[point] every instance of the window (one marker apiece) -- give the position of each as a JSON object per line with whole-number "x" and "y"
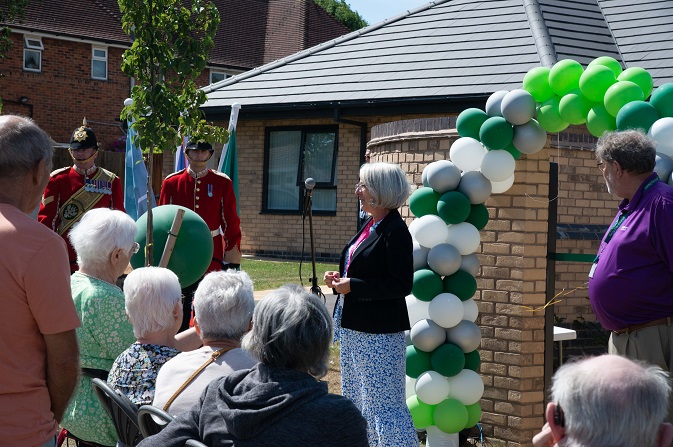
{"x": 217, "y": 76}
{"x": 99, "y": 63}
{"x": 32, "y": 53}
{"x": 294, "y": 154}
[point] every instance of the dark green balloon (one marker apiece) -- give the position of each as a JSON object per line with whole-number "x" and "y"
{"x": 417, "y": 362}
{"x": 469, "y": 122}
{"x": 461, "y": 284}
{"x": 193, "y": 249}
{"x": 427, "y": 284}
{"x": 496, "y": 133}
{"x": 478, "y": 216}
{"x": 453, "y": 207}
{"x": 448, "y": 359}
{"x": 472, "y": 360}
{"x": 423, "y": 201}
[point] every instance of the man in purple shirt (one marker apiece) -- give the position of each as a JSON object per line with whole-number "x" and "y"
{"x": 631, "y": 279}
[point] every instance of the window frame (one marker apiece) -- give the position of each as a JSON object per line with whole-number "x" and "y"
{"x": 332, "y": 185}
{"x": 95, "y": 58}
{"x": 34, "y": 45}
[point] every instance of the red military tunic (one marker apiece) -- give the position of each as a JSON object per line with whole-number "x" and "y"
{"x": 211, "y": 195}
{"x": 63, "y": 184}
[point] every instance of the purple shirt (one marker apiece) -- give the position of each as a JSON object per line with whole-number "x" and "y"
{"x": 633, "y": 279}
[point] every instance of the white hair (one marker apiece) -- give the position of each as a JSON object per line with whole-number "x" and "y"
{"x": 151, "y": 295}
{"x": 100, "y": 232}
{"x": 387, "y": 184}
{"x": 291, "y": 329}
{"x": 223, "y": 305}
{"x": 619, "y": 408}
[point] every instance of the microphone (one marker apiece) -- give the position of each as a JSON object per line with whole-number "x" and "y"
{"x": 309, "y": 184}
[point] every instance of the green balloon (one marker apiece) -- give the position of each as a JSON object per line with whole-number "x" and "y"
{"x": 193, "y": 250}
{"x": 417, "y": 362}
{"x": 536, "y": 82}
{"x": 473, "y": 415}
{"x": 639, "y": 76}
{"x": 472, "y": 360}
{"x": 461, "y": 284}
{"x": 600, "y": 121}
{"x": 469, "y": 122}
{"x": 453, "y": 207}
{"x": 549, "y": 117}
{"x": 423, "y": 201}
{"x": 637, "y": 115}
{"x": 450, "y": 416}
{"x": 496, "y": 133}
{"x": 564, "y": 76}
{"x": 448, "y": 359}
{"x": 478, "y": 216}
{"x": 516, "y": 153}
{"x": 662, "y": 100}
{"x": 422, "y": 414}
{"x": 621, "y": 93}
{"x": 609, "y": 62}
{"x": 574, "y": 107}
{"x": 595, "y": 81}
{"x": 427, "y": 284}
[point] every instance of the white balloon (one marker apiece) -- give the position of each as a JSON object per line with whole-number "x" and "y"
{"x": 466, "y": 386}
{"x": 432, "y": 387}
{"x": 494, "y": 102}
{"x": 466, "y": 153}
{"x": 430, "y": 230}
{"x": 662, "y": 132}
{"x": 529, "y": 138}
{"x": 409, "y": 386}
{"x": 470, "y": 263}
{"x": 444, "y": 259}
{"x": 427, "y": 335}
{"x": 500, "y": 187}
{"x": 417, "y": 309}
{"x": 470, "y": 310}
{"x": 442, "y": 176}
{"x": 518, "y": 107}
{"x": 498, "y": 165}
{"x": 464, "y": 236}
{"x": 420, "y": 256}
{"x": 465, "y": 334}
{"x": 446, "y": 309}
{"x": 663, "y": 166}
{"x": 475, "y": 186}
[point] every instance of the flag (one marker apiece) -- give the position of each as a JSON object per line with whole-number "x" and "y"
{"x": 135, "y": 179}
{"x": 229, "y": 159}
{"x": 181, "y": 161}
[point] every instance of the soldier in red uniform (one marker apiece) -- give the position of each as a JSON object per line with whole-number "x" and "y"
{"x": 76, "y": 189}
{"x": 211, "y": 195}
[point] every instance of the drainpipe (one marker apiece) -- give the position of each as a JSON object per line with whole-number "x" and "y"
{"x": 363, "y": 132}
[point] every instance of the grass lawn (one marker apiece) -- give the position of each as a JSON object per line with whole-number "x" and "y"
{"x": 267, "y": 275}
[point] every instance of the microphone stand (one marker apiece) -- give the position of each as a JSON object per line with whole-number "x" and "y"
{"x": 314, "y": 281}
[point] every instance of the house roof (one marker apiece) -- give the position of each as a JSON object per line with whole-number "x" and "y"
{"x": 450, "y": 53}
{"x": 251, "y": 32}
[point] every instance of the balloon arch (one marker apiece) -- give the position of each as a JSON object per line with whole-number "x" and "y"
{"x": 443, "y": 387}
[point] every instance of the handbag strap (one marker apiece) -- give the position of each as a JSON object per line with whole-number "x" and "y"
{"x": 191, "y": 378}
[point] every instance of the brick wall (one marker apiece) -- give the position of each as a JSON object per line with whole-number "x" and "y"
{"x": 64, "y": 93}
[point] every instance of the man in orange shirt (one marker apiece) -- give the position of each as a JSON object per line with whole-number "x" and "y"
{"x": 39, "y": 357}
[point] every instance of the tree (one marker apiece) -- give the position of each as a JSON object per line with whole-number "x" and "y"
{"x": 171, "y": 43}
{"x": 342, "y": 11}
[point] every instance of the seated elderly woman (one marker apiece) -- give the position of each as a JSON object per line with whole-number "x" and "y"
{"x": 154, "y": 306}
{"x": 103, "y": 241}
{"x": 223, "y": 305}
{"x": 279, "y": 401}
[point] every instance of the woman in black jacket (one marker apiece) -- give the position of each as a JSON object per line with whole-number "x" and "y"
{"x": 375, "y": 275}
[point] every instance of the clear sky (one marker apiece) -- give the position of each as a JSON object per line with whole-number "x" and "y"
{"x": 374, "y": 11}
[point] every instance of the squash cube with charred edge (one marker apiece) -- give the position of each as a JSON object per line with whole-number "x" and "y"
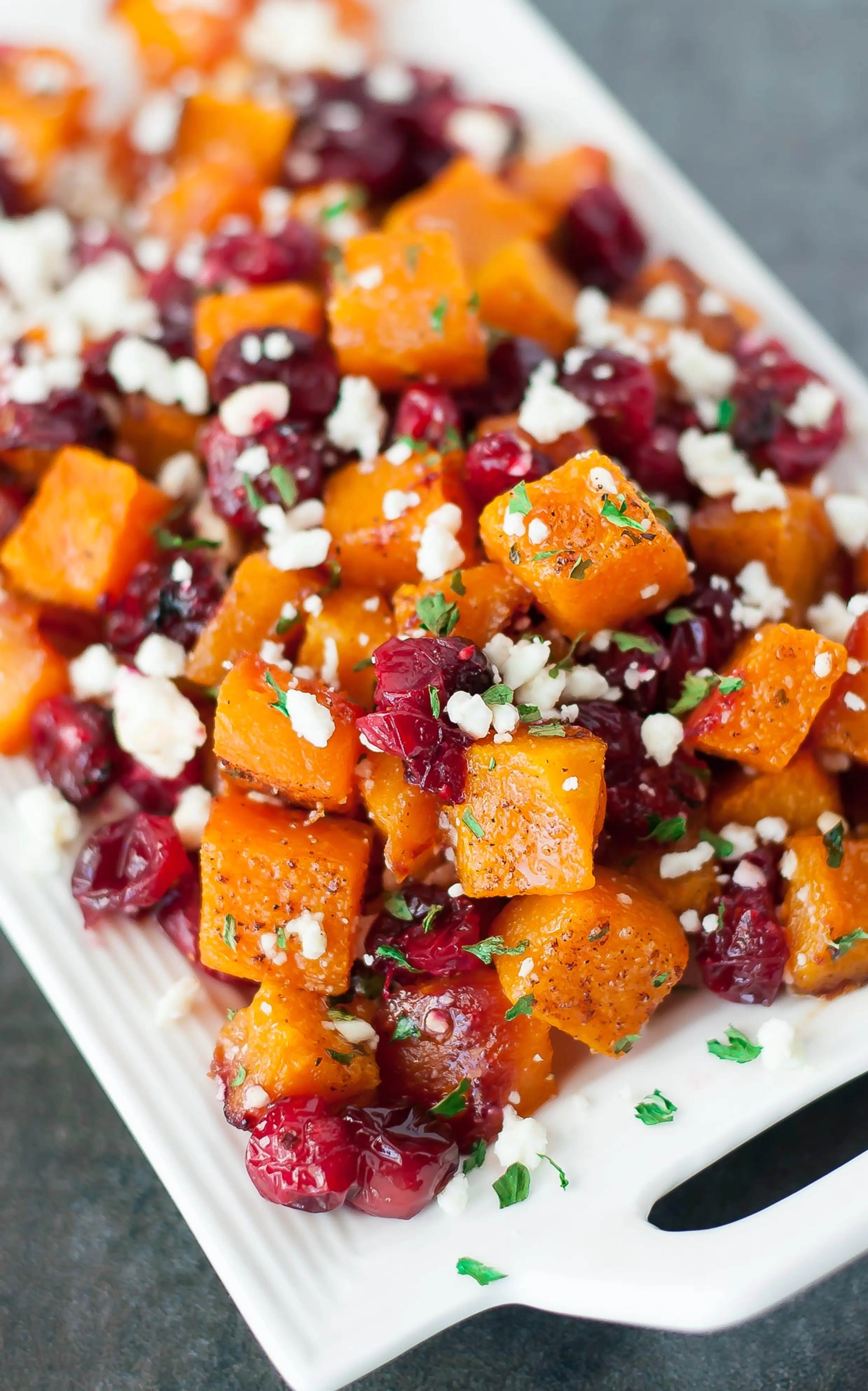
{"x": 519, "y": 830}
{"x": 787, "y": 675}
{"x": 603, "y": 960}
{"x": 262, "y": 869}
{"x": 606, "y": 561}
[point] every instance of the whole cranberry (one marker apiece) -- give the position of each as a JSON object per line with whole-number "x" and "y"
{"x": 494, "y": 464}
{"x": 621, "y": 393}
{"x": 405, "y": 1158}
{"x": 127, "y": 866}
{"x": 74, "y": 748}
{"x": 601, "y": 240}
{"x": 302, "y": 1155}
{"x": 162, "y": 597}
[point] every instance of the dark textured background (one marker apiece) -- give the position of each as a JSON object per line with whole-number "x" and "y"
{"x": 102, "y": 1287}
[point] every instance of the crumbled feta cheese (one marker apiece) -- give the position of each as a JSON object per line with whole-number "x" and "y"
{"x": 522, "y": 1140}
{"x": 155, "y": 723}
{"x": 191, "y": 816}
{"x": 679, "y": 863}
{"x": 549, "y": 411}
{"x": 358, "y": 421}
{"x": 94, "y": 674}
{"x": 661, "y": 735}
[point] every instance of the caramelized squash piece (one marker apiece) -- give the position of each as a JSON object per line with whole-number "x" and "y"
{"x": 297, "y": 738}
{"x": 524, "y": 827}
{"x": 286, "y": 1045}
{"x": 826, "y": 905}
{"x": 31, "y": 671}
{"x": 403, "y": 309}
{"x": 268, "y": 874}
{"x": 787, "y": 675}
{"x": 606, "y": 561}
{"x": 405, "y": 816}
{"x": 85, "y": 531}
{"x": 219, "y": 318}
{"x": 603, "y": 960}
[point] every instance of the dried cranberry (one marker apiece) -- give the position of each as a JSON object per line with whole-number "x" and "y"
{"x": 621, "y": 393}
{"x": 155, "y": 602}
{"x": 429, "y": 414}
{"x": 261, "y": 258}
{"x": 405, "y": 1159}
{"x": 601, "y": 240}
{"x": 127, "y": 866}
{"x": 74, "y": 748}
{"x": 497, "y": 462}
{"x": 302, "y": 1155}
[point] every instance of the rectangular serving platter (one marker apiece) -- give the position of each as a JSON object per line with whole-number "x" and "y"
{"x": 302, "y": 1283}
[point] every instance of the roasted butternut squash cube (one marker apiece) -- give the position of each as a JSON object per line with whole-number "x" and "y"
{"x": 475, "y": 208}
{"x": 403, "y": 309}
{"x": 407, "y": 817}
{"x": 798, "y": 794}
{"x": 823, "y": 913}
{"x": 465, "y": 1035}
{"x": 31, "y": 671}
{"x": 297, "y": 738}
{"x": 379, "y": 512}
{"x": 341, "y": 638}
{"x": 487, "y": 600}
{"x": 219, "y": 318}
{"x": 522, "y": 290}
{"x": 603, "y": 960}
{"x": 787, "y": 675}
{"x": 286, "y": 1045}
{"x": 606, "y": 560}
{"x": 282, "y": 895}
{"x": 85, "y": 531}
{"x": 796, "y": 544}
{"x": 259, "y": 600}
{"x": 532, "y": 814}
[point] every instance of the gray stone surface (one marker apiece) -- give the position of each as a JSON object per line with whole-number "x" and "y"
{"x": 102, "y": 1287}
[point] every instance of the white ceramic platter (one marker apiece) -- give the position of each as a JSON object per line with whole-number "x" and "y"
{"x": 312, "y": 1287}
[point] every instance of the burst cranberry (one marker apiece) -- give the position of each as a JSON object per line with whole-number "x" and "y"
{"x": 127, "y": 866}
{"x": 429, "y": 414}
{"x": 497, "y": 462}
{"x": 621, "y": 393}
{"x": 302, "y": 1155}
{"x": 74, "y": 748}
{"x": 601, "y": 240}
{"x": 156, "y": 602}
{"x": 405, "y": 1158}
{"x": 259, "y": 258}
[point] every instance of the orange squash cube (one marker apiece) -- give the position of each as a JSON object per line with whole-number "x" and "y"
{"x": 796, "y": 544}
{"x": 403, "y": 308}
{"x": 522, "y": 290}
{"x": 269, "y": 737}
{"x": 341, "y": 639}
{"x": 371, "y": 544}
{"x": 475, "y": 208}
{"x": 407, "y": 817}
{"x": 521, "y": 830}
{"x": 487, "y": 602}
{"x": 603, "y": 960}
{"x": 31, "y": 671}
{"x": 631, "y": 565}
{"x": 826, "y": 906}
{"x": 787, "y": 677}
{"x": 266, "y": 873}
{"x": 85, "y": 531}
{"x": 284, "y": 1044}
{"x": 219, "y": 318}
{"x": 250, "y": 613}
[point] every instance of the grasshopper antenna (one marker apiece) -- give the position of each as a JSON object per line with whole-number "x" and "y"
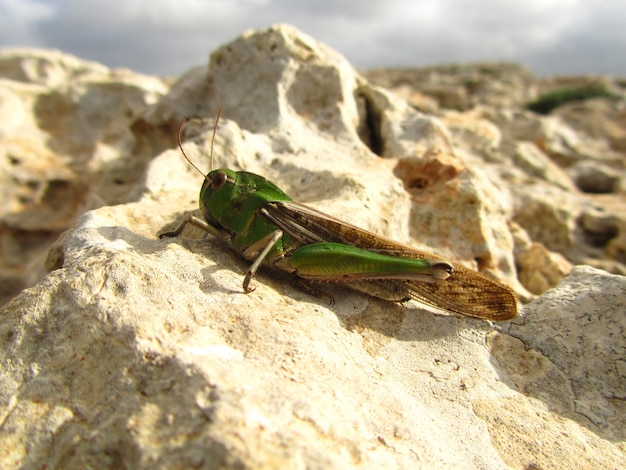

--*--

| Work required |
Pull out every one of the lines above that contains the string "balloon", paying attention to upper and lower case.

| Task solution |
[point] every instance of the dark green balloon (one marker apiece) -- give the position of each as a JSON object per line with whole-number "x" and "y"
[point] every instance of the green balloon (one marker apiece) -- give the position of each as a JSON object per line with whole-number "x" and "y"
[point] every instance of the white balloon (one marker apiece) -- give the position of each as a JSON object per line with whole-number "x" and "y"
[point] every instance of the balloon arch (one marker apiece) -- give the position of each as a JSON object per line with whole-number "x" and "y"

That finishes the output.